What to produce: Go through the data and copy each line where the word "basketball" shows up.

Dataset entries
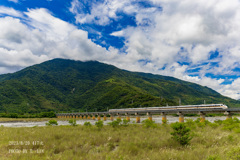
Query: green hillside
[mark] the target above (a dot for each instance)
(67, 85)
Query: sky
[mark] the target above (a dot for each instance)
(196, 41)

==

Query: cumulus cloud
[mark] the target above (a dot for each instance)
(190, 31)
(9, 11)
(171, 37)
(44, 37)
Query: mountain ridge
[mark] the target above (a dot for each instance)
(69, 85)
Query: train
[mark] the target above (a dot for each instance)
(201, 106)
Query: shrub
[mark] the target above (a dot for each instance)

---

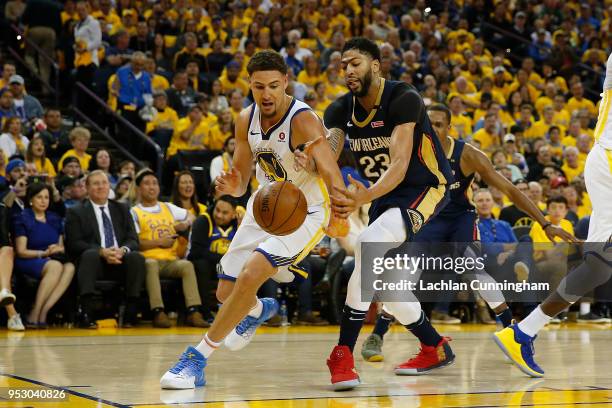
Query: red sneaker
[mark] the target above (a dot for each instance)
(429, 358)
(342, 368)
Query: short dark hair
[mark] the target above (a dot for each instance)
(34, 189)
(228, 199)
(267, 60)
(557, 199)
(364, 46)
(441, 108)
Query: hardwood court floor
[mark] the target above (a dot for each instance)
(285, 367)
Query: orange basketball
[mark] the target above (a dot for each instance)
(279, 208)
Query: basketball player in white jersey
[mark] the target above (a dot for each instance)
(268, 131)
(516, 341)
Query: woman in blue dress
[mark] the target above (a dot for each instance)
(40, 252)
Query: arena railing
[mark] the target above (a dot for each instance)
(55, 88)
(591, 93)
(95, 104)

Answer to the exercise:
Query: orange basketball
Query: basketball player in white jersey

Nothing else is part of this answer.